#### Exercise directions
Below is some data; print it all back exactly.
**********
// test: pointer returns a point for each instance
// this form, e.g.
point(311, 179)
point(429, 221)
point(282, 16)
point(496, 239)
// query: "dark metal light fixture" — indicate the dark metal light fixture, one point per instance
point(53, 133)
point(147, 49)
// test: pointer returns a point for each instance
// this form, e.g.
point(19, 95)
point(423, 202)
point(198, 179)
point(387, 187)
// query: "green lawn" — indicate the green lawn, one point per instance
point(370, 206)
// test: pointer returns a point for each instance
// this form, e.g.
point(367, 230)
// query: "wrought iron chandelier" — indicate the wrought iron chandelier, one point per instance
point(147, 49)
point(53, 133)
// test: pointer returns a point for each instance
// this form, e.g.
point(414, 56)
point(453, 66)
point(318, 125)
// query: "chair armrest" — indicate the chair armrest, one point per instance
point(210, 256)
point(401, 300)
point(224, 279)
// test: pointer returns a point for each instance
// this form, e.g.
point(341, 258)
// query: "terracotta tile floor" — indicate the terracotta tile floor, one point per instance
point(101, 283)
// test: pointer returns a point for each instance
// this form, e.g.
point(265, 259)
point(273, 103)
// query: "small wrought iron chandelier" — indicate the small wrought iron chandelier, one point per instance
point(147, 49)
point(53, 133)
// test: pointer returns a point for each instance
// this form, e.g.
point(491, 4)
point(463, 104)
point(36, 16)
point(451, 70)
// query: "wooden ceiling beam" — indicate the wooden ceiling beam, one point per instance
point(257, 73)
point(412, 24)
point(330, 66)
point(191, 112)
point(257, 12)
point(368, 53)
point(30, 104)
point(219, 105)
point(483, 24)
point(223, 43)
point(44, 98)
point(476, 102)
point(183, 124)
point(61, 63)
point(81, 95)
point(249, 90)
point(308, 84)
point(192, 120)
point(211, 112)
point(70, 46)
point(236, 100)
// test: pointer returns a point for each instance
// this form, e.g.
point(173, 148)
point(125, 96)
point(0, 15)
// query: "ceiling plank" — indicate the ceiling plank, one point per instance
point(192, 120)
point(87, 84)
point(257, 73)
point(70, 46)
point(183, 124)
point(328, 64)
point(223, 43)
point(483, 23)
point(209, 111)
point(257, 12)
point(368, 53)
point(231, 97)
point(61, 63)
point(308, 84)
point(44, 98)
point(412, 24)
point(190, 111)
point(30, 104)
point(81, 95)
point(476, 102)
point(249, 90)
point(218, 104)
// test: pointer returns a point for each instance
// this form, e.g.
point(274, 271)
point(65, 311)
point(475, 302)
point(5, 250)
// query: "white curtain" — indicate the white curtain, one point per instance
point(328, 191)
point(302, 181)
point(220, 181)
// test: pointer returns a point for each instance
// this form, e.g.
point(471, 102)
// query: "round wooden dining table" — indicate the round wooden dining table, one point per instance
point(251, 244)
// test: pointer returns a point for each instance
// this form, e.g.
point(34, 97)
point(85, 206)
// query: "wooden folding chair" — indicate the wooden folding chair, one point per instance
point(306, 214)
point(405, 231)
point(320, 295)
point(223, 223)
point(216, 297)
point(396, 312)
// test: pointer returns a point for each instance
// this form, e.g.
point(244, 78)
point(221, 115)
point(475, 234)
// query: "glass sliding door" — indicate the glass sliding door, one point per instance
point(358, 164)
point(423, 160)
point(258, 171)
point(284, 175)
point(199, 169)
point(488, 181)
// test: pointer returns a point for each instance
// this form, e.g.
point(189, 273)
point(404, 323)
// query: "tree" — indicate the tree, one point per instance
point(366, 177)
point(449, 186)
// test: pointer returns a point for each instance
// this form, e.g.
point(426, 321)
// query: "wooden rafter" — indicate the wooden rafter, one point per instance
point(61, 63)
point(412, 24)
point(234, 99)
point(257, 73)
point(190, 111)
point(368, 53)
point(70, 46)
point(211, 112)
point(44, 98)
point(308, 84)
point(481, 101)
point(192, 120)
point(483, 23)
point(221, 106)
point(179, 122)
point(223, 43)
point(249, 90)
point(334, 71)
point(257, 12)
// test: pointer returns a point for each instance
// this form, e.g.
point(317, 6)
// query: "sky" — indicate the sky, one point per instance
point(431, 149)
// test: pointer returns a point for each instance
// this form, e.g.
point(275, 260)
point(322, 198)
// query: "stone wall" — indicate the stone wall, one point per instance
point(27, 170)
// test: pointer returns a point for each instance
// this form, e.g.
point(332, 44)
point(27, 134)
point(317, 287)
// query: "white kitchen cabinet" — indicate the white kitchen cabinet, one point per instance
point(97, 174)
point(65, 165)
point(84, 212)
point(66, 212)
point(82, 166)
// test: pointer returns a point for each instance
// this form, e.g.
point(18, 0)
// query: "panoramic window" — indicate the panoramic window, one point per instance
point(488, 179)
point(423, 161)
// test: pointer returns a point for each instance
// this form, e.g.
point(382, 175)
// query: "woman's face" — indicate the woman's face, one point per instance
**********
#### Result of the exercise
// test: pointer returns a point for each instance
// this form, e.g.
point(311, 179)
point(429, 221)
point(282, 16)
point(496, 239)
// query: "dark metal light fixture" — indicate the dark metal light fixture, one point per instance
point(53, 133)
point(147, 49)
// test: pointer returns a point for each instance
// this form, e.g.
point(19, 95)
point(423, 202)
point(198, 179)
point(387, 187)
// query: "green lawn" — indicate the green lawn, one point per instance
point(370, 206)
// test: pointer returns a point for each instance
// this form, e.g.
point(367, 230)
// query: "wrought iron chandelier" — indicate the wrought iron chandelier, one point per instance
point(147, 49)
point(53, 133)
// test: pointer returns a point for each instance
// this form, e.g.
point(414, 56)
point(453, 66)
point(318, 125)
// query: "chair armrest" — indicate the chair armrest, one point per instance
point(210, 256)
point(401, 300)
point(224, 279)
// test: pointer returns a point for each instance
// this form, e.g.
point(341, 258)
// query: "terracotta tile floor" — indicate the terracotta tile floor, one point per instance
point(101, 283)
// test: pointer returns a point for each instance
// this form, e.g.
point(265, 259)
point(273, 103)
// query: "small wrought iron chandelier" — indicate the small wrought iron chandelier, one point per instance
point(147, 49)
point(53, 133)
// test: pointer returns a point for each instance
// this form, e.g.
point(491, 4)
point(463, 104)
point(36, 16)
point(451, 70)
// query: "wooden ceiling beam" — indicate the wooden ceiling beam, one point per instance
point(257, 73)
point(412, 24)
point(330, 66)
point(191, 112)
point(257, 12)
point(368, 53)
point(30, 104)
point(219, 105)
point(483, 24)
point(223, 43)
point(44, 98)
point(476, 102)
point(183, 124)
point(61, 63)
point(81, 95)
point(249, 90)
point(308, 84)
point(192, 120)
point(211, 112)
point(70, 46)
point(236, 100)
// test: pointer returns a point for each instance
// this form, e.g.
point(173, 148)
point(125, 96)
point(0, 15)
// query: "ceiling plank" — indicate the ceiling plank, one point per instance
point(192, 120)
point(87, 84)
point(257, 73)
point(70, 46)
point(183, 124)
point(328, 64)
point(223, 43)
point(483, 23)
point(209, 111)
point(257, 12)
point(368, 53)
point(231, 97)
point(61, 63)
point(308, 84)
point(44, 98)
point(412, 24)
point(190, 111)
point(30, 104)
point(81, 95)
point(476, 102)
point(249, 90)
point(218, 104)
// test: pointer returns a point for each instance
// this form, e.g.
point(274, 271)
point(65, 311)
point(475, 302)
point(5, 250)
// query: "white curtain" — indicate the white curtain, one point per instance
point(328, 191)
point(302, 181)
point(220, 181)
// test: pointer returns a point for each instance
// this form, e.g.
point(471, 102)
// query: "round wooden dining table" — indicate the round wooden dining table, one point per instance
point(251, 244)
// test: pointer returns a point for each instance
// this form, e.g.
point(34, 97)
point(85, 206)
// query: "wooden folding chair" — indicate the wooden folding chair, one point per instance
point(306, 214)
point(405, 231)
point(320, 295)
point(223, 223)
point(216, 297)
point(396, 312)
// test: pointer returns a point for each instance
// this form, e.g.
point(244, 78)
point(221, 115)
point(475, 234)
// query: "glass sliding door" — indicate the glass sliding door, one point per instance
point(358, 164)
point(423, 160)
point(258, 171)
point(284, 175)
point(199, 169)
point(488, 181)
// test: pointer returns a point for each instance
// this form, e.g.
point(189, 273)
point(404, 323)
// query: "tree" — indicate the tree, one point per instance
point(366, 177)
point(449, 186)
// test: pointer returns a point for each instance
// this form, e.g.
point(426, 321)
// query: "wooden rafter" — indicate the wooden rafter, one point per instance
point(61, 63)
point(412, 24)
point(234, 99)
point(257, 73)
point(190, 111)
point(368, 53)
point(70, 46)
point(211, 112)
point(44, 98)
point(308, 84)
point(481, 101)
point(192, 120)
point(483, 23)
point(221, 106)
point(179, 122)
point(223, 43)
point(249, 90)
point(334, 71)
point(257, 12)
// test: pointer returns a point for each instance
// this form, e.g.
point(317, 6)
// query: "sky" — indicate the sky, one point per instance
point(431, 149)
// test: pointer returns a point for each instance
// this form, e.g.
point(275, 260)
point(322, 198)
// query: "stone wall" — indicate the stone wall, one point per instance
point(27, 170)
// test: pointer returns a point for each instance
// this form, e.g.
point(332, 44)
point(27, 134)
point(317, 287)
// query: "white kitchen cabinet" — indicate the white kitchen cabinet, one point per instance
point(97, 174)
point(65, 165)
point(84, 212)
point(66, 212)
point(82, 166)
// test: pointer returns a point for each instance
// this form, e.g.
point(18, 0)
// query: "panoramic window" — indicate the panoramic window, one point per instance
point(488, 179)
point(423, 161)
// test: pointer returns a point for each instance
// this form, e.g.
point(382, 175)
// query: "woman's face" — indicate the woman's face, one point per instance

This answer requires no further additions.